## [GIVEN DATA]
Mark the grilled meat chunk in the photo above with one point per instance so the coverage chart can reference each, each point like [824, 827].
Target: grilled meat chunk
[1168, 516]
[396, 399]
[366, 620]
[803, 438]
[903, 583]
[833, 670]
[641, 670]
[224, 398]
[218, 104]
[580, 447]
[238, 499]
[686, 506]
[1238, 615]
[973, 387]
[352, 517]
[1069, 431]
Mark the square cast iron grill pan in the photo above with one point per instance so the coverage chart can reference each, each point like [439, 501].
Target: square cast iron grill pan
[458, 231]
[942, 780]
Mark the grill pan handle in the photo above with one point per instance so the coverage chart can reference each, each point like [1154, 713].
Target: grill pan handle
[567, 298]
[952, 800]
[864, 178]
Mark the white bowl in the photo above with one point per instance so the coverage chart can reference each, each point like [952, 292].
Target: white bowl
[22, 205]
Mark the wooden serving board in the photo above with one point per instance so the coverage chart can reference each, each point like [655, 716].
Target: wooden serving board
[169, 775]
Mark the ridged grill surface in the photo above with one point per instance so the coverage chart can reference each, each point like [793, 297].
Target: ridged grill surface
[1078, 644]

* * *

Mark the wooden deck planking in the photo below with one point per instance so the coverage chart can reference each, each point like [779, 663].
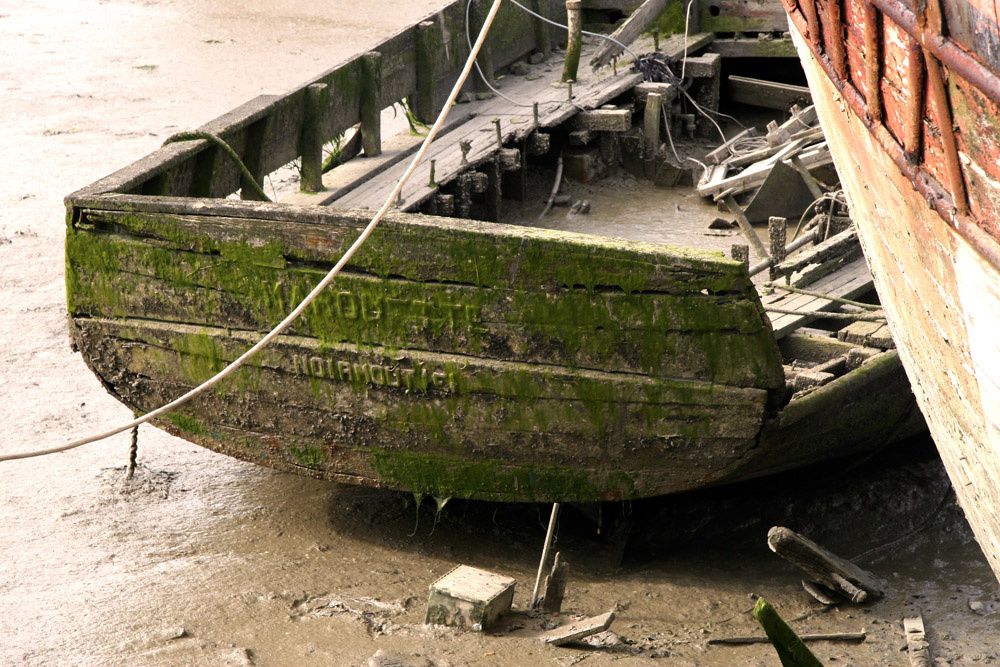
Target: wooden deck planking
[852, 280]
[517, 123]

--

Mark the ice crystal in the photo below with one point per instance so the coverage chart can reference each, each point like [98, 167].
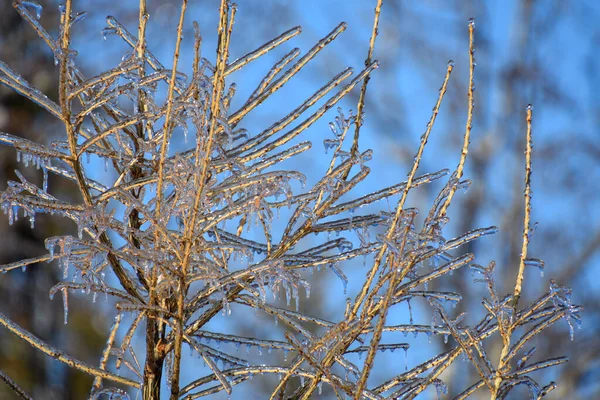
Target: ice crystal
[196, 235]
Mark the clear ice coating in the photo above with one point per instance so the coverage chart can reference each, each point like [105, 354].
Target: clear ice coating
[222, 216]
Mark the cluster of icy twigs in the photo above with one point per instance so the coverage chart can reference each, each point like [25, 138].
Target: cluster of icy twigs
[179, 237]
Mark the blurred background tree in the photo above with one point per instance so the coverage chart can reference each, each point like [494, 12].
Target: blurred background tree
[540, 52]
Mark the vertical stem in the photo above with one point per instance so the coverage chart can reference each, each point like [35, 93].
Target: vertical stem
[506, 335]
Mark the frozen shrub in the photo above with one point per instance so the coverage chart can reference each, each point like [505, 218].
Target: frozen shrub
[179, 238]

## [TASK DIRECTIONS]
Rewrite the lines starting at the one containing "Mark the wooden serving" and ending at the one containing "[1078, 644]", with "serving board" changed to "cutting board" and nothing else altered. Give only those lines.

## [TASK RESULT]
Mark the wooden cutting board in the photo above with one point per instance so the coverage chart can reference each, each point like [655, 716].
Target: wooden cutting board
[169, 775]
Mark the ridged grill surface in the photo above with one point per instance so the coverage chart can reference each, each point like [793, 297].
Target: ridged grill surface
[1078, 644]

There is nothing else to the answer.